Exercise brief → Reproduce, from the lines below, exactly the stretch that begins at the line containing "box: [159, 86, 174, 100]" and ends at the line containing "37L365 36L369 4ZM66", both included.

Dataset entries
++++

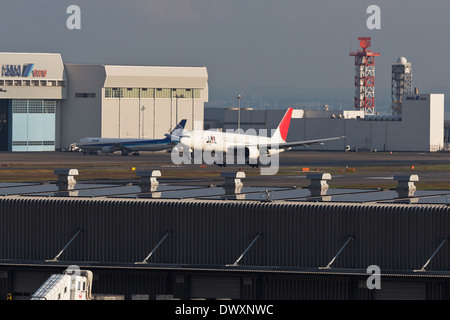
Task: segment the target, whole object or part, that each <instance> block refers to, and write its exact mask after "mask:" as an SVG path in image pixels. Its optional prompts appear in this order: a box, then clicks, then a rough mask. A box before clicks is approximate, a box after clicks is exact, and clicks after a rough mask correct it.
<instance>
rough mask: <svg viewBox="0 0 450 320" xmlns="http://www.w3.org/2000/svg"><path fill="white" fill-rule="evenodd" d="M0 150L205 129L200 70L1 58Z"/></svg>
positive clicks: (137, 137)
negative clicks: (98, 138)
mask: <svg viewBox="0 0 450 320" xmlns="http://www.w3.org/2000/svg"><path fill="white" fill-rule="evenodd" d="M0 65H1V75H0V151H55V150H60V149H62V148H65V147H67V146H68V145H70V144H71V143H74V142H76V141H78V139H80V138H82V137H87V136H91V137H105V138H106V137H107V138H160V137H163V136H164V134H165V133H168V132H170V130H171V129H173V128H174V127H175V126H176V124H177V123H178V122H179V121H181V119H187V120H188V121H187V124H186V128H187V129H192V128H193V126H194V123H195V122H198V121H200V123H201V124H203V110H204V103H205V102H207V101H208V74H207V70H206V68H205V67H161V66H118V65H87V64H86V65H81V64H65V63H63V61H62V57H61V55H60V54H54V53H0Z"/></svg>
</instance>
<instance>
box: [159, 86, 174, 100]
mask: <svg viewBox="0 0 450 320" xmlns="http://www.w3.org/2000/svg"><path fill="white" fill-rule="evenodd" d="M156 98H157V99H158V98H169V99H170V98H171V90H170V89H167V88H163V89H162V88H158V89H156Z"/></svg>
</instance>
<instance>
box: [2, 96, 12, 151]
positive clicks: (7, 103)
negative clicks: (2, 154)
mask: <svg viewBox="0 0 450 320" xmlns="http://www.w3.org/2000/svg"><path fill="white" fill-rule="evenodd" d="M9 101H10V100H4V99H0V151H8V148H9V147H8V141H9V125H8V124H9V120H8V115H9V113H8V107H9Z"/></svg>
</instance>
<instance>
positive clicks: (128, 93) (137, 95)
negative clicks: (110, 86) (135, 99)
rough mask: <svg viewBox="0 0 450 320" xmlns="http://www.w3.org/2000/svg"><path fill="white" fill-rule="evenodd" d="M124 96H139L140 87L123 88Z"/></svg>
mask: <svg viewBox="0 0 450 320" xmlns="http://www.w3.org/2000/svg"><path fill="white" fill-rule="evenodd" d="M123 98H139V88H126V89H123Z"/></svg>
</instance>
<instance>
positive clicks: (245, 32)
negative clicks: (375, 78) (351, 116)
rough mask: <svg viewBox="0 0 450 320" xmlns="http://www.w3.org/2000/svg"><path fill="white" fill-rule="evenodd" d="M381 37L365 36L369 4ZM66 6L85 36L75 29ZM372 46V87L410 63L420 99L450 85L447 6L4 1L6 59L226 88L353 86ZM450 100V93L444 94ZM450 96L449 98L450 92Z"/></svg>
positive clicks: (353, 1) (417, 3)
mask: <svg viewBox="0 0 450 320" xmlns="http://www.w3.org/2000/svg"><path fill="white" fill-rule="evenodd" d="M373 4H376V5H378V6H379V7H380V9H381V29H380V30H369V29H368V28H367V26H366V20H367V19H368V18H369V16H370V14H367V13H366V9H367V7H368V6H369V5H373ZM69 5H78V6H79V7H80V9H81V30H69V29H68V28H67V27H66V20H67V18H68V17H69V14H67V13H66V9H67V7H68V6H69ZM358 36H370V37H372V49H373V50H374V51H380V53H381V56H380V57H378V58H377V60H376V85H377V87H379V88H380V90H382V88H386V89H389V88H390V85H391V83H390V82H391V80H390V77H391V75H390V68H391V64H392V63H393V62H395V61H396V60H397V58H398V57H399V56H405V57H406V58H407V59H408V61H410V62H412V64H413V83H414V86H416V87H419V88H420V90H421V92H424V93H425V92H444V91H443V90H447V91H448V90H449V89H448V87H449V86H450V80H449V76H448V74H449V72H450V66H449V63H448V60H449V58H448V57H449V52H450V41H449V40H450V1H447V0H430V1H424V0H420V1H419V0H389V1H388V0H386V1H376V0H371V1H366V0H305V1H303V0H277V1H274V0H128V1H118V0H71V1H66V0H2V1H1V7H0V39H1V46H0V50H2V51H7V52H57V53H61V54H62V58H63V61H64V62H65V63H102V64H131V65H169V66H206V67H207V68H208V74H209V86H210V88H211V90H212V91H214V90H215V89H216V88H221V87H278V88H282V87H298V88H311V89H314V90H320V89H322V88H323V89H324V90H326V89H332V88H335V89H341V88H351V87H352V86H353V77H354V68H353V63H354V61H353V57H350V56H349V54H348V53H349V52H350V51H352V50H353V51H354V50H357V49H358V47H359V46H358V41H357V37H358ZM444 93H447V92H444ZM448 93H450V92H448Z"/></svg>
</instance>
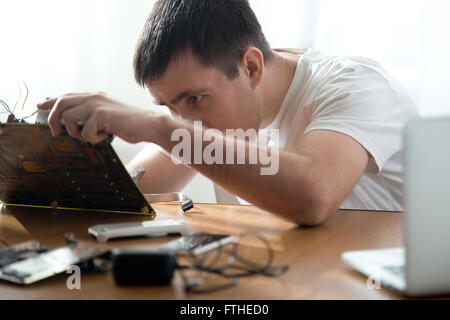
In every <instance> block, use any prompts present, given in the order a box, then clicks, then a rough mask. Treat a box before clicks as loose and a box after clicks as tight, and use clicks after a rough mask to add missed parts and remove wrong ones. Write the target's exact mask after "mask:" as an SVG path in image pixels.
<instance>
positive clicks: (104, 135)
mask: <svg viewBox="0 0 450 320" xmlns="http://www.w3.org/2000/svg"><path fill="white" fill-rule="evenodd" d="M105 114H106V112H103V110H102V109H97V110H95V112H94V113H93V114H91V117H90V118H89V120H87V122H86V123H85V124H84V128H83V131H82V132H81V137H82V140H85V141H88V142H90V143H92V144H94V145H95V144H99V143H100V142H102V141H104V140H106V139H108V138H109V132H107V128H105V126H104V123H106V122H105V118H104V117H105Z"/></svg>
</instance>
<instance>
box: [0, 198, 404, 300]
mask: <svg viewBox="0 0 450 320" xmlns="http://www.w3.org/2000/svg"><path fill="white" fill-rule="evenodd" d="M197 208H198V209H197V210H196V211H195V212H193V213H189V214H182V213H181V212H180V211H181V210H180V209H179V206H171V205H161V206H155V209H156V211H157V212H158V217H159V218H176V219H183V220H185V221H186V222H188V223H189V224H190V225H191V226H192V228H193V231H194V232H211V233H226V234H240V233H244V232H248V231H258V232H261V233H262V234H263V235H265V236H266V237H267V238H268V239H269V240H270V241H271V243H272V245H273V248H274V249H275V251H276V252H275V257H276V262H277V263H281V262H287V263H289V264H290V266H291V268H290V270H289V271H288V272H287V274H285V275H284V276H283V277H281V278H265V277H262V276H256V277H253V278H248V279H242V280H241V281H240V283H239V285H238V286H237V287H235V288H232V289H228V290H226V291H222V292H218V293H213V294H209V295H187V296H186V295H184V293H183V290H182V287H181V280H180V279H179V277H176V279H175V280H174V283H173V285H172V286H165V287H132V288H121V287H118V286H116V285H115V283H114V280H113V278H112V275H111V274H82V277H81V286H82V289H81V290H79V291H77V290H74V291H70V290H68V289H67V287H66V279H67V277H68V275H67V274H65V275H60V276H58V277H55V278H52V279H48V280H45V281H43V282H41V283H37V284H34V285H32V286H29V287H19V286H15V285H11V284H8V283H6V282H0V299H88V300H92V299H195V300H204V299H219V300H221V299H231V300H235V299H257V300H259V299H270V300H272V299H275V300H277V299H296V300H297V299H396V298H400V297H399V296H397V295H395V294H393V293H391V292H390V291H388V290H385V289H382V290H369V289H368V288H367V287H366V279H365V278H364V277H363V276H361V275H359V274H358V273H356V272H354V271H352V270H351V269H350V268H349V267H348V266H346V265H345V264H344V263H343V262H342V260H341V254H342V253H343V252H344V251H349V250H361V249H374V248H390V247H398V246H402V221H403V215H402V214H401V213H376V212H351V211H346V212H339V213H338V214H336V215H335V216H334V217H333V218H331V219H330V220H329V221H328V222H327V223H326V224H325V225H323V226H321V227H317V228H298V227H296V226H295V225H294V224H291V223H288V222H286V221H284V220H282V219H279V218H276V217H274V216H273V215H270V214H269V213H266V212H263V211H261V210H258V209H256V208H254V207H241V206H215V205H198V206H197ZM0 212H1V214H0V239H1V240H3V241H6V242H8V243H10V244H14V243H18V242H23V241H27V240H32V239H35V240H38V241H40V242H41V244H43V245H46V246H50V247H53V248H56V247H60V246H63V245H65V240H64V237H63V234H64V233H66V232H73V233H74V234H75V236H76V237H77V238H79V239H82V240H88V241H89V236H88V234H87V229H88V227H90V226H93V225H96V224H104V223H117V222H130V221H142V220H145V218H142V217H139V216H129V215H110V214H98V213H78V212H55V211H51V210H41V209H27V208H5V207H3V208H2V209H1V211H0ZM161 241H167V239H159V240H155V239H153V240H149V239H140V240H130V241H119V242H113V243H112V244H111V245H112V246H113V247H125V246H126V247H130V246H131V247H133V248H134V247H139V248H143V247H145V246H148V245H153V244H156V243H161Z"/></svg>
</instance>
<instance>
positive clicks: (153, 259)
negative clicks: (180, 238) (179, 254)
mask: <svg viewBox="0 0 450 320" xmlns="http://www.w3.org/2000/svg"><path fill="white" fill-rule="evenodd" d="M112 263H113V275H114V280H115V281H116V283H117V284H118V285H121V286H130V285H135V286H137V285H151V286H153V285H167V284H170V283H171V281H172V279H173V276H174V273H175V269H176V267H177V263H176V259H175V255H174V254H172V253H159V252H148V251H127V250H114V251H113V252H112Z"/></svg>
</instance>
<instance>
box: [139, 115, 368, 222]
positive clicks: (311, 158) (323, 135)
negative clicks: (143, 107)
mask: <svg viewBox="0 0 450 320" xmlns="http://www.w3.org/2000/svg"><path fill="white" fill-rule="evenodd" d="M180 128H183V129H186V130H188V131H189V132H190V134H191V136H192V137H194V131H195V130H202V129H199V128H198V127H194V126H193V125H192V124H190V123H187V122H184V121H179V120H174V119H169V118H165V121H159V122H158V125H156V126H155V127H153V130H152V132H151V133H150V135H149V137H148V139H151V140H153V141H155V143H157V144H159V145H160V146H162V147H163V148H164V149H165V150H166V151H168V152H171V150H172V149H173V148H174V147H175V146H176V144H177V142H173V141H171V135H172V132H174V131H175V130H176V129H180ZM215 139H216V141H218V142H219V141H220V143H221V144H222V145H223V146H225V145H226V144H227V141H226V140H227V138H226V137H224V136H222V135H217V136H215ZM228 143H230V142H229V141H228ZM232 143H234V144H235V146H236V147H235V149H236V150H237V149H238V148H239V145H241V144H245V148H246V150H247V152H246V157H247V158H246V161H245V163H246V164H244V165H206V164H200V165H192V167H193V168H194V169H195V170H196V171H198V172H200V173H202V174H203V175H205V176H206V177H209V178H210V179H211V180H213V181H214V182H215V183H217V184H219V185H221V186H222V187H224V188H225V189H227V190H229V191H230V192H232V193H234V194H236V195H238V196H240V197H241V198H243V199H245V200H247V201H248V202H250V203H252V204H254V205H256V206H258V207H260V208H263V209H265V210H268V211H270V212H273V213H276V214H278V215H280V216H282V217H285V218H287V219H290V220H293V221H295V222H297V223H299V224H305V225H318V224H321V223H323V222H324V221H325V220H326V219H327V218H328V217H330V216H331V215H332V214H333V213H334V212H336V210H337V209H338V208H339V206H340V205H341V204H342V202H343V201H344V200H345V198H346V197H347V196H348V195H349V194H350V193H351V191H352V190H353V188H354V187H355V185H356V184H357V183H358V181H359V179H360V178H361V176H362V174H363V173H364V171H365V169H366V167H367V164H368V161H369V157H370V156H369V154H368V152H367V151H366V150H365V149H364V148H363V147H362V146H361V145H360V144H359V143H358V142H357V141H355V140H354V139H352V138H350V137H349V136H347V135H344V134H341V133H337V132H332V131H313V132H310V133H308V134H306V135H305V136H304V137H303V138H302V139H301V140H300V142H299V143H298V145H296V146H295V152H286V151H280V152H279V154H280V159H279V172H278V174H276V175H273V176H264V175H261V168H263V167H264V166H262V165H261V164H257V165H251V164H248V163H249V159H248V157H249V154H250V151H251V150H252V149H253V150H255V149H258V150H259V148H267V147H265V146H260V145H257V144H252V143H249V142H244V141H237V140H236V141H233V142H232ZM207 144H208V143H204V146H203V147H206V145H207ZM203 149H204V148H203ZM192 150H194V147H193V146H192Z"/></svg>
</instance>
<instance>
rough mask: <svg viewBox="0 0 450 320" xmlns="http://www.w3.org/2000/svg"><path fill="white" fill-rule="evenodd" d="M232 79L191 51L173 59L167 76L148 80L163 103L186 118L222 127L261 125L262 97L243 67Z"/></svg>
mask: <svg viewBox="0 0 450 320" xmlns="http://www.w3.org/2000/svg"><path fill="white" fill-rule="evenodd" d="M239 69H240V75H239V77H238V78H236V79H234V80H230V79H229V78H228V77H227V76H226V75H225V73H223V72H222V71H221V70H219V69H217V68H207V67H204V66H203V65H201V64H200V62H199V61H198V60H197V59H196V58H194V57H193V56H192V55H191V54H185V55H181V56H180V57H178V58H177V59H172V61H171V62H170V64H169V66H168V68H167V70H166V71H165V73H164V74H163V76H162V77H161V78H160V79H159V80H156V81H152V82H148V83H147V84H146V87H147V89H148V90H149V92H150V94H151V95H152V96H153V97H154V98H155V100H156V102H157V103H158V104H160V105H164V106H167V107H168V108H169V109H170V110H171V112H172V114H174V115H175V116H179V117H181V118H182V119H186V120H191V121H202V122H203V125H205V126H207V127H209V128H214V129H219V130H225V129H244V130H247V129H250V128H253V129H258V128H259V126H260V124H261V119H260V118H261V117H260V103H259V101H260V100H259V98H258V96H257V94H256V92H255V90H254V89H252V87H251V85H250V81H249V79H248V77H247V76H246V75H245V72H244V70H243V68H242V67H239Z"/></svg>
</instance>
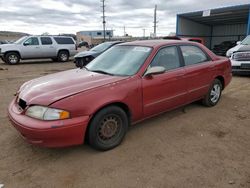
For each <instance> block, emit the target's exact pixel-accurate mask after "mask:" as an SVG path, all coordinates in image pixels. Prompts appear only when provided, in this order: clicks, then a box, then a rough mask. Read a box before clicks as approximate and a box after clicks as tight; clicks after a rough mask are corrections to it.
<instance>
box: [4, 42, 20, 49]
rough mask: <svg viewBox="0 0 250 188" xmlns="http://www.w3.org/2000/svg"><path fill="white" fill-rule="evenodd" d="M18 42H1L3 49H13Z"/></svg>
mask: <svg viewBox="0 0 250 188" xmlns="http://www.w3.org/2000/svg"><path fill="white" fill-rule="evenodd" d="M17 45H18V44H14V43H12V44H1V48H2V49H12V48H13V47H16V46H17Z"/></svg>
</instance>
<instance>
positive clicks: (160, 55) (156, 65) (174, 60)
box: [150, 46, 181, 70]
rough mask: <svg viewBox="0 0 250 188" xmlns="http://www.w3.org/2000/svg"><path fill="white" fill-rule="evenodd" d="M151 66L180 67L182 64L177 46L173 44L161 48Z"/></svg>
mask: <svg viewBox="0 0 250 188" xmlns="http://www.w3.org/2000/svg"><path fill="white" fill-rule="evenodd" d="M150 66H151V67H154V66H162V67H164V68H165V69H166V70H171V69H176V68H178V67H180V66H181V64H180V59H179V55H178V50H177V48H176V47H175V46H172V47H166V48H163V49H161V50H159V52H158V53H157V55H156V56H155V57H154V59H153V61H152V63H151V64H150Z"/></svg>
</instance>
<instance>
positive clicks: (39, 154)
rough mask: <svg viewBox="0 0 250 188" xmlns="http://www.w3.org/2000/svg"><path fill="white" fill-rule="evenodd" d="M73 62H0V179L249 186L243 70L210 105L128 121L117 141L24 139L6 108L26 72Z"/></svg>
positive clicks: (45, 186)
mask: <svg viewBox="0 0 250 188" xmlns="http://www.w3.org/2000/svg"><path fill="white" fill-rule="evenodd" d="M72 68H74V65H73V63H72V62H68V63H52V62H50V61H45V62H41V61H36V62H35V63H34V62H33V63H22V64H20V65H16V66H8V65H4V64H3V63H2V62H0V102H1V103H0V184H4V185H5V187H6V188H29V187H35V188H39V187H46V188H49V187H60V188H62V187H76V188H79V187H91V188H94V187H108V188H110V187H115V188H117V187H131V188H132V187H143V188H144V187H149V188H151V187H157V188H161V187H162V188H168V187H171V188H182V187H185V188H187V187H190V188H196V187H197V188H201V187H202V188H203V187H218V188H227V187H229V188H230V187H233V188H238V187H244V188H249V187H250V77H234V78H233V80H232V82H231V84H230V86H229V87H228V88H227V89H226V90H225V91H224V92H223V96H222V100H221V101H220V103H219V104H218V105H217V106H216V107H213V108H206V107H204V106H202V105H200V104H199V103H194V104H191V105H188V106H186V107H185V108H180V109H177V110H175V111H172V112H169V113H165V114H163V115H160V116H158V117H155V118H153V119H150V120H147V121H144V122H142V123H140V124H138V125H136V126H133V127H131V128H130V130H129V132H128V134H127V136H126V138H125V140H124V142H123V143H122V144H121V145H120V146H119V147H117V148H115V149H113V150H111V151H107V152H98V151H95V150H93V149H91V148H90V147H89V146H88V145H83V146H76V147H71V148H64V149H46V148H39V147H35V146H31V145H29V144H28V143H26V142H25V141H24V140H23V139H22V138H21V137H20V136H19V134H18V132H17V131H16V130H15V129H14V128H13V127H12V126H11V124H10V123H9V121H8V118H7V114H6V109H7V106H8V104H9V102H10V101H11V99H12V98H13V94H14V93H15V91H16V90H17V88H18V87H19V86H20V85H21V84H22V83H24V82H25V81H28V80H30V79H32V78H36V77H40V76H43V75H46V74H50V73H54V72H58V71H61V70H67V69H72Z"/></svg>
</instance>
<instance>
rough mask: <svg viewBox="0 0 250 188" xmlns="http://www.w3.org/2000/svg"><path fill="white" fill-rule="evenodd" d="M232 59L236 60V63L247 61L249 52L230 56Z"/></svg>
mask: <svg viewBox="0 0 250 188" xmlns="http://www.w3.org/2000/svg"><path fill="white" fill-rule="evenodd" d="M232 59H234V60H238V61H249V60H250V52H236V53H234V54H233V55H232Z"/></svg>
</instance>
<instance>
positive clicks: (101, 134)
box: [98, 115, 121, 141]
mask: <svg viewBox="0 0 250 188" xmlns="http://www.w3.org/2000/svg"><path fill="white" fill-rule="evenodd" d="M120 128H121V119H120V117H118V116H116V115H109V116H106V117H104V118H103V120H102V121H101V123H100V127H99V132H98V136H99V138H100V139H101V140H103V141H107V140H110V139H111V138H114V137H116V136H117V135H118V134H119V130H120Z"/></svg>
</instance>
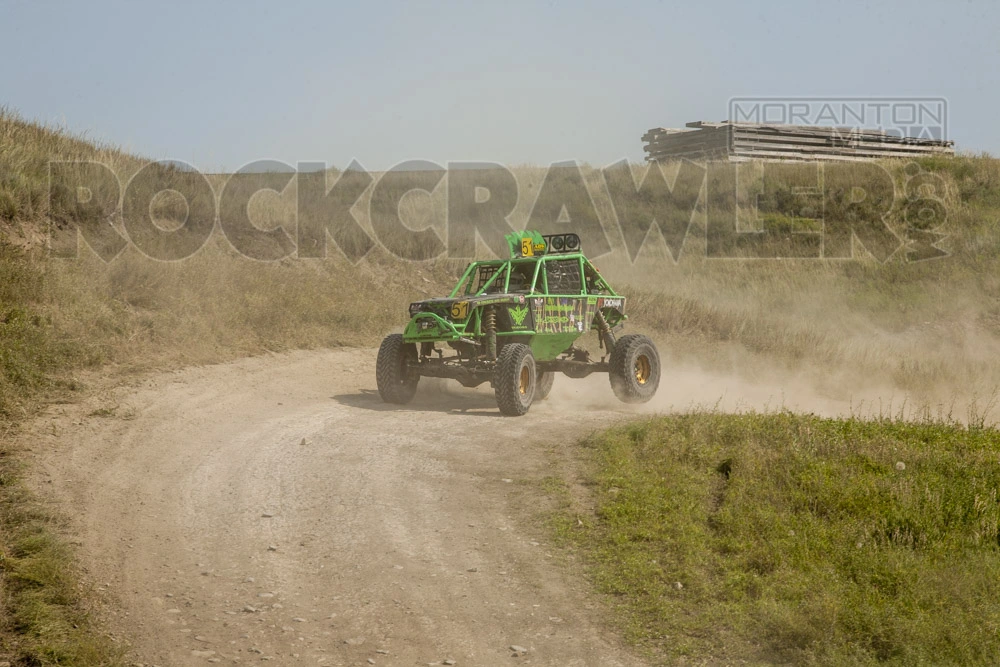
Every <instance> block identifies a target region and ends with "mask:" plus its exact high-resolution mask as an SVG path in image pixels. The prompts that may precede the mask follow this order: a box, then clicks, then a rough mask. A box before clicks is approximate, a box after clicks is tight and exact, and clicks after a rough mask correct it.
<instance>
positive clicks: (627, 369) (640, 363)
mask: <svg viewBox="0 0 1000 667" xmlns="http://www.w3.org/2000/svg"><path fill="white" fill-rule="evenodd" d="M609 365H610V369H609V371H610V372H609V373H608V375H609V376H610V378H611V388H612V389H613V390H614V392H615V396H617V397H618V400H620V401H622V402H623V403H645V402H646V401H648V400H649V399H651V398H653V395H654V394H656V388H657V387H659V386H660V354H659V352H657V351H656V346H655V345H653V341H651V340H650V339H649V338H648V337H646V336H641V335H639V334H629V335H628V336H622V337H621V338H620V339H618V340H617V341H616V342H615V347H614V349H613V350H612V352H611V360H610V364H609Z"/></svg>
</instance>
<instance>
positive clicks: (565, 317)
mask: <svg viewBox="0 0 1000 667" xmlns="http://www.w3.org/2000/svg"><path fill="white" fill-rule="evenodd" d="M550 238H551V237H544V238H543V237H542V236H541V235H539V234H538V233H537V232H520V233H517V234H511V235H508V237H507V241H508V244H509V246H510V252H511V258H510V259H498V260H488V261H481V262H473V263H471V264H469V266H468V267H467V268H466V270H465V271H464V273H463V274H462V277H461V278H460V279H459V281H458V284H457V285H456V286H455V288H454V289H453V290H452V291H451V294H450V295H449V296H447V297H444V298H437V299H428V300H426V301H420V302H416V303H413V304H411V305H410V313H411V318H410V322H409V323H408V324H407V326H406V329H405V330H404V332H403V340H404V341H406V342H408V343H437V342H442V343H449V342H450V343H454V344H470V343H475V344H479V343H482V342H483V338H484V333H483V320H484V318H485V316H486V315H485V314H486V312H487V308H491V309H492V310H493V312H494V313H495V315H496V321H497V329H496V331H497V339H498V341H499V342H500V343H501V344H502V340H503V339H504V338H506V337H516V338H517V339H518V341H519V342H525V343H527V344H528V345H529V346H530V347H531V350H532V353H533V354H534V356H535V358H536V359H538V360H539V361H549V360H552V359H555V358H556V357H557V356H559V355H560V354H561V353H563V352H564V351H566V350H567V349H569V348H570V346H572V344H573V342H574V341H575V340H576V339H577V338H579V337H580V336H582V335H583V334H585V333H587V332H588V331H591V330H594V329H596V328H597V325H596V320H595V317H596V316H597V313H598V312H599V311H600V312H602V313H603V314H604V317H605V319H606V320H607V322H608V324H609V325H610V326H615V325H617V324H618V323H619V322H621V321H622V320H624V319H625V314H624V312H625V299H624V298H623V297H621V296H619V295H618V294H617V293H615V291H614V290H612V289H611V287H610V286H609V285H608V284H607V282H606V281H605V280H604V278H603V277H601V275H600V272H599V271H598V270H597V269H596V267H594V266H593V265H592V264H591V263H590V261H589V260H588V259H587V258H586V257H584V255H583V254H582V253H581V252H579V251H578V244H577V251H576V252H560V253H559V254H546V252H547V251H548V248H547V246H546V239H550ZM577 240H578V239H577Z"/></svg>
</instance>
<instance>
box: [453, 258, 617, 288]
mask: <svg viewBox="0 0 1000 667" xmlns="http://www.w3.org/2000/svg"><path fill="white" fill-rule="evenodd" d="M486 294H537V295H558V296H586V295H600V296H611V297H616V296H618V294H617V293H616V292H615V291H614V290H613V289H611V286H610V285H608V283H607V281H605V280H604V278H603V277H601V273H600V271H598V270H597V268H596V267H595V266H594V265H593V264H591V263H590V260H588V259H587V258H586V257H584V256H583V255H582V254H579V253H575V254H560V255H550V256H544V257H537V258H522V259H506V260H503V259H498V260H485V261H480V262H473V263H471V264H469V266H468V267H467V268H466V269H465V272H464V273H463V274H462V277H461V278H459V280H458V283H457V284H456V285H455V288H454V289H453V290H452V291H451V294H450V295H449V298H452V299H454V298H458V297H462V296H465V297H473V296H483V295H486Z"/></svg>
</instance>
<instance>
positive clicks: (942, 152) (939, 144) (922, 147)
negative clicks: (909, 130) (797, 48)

++++

Written solution →
box: [159, 86, 174, 100]
mask: <svg viewBox="0 0 450 320" xmlns="http://www.w3.org/2000/svg"><path fill="white" fill-rule="evenodd" d="M156 98H157V99H158V98H169V99H170V98H171V90H170V89H167V88H163V89H162V88H158V89H156Z"/></svg>
</instance>
<instance>
box: [2, 96, 12, 151]
positive clicks: (7, 103)
negative clicks: (2, 154)
mask: <svg viewBox="0 0 450 320" xmlns="http://www.w3.org/2000/svg"><path fill="white" fill-rule="evenodd" d="M9 101H10V100H4V99H0V151H8V148H9V147H8V141H9V125H8V124H9V120H8V115H9V113H8V107H9Z"/></svg>
</instance>
<instance>
positive clicks: (128, 93) (137, 95)
negative clicks: (110, 86) (135, 99)
rough mask: <svg viewBox="0 0 450 320" xmlns="http://www.w3.org/2000/svg"><path fill="white" fill-rule="evenodd" d="M124 96H139L140 87L123 88Z"/></svg>
mask: <svg viewBox="0 0 450 320" xmlns="http://www.w3.org/2000/svg"><path fill="white" fill-rule="evenodd" d="M123 98H139V88H126V89H123Z"/></svg>
</instance>
<instance>
positive clicks: (245, 32)
negative clicks: (375, 78) (351, 116)
rough mask: <svg viewBox="0 0 450 320" xmlns="http://www.w3.org/2000/svg"><path fill="white" fill-rule="evenodd" d="M381 37L365 36L369 4ZM66 6L85 36L75 29ZM372 46V87L410 63L420 99L450 85L447 6L4 1L6 59L226 88L353 86ZM450 100V93L444 94ZM450 96L449 98L450 92Z"/></svg>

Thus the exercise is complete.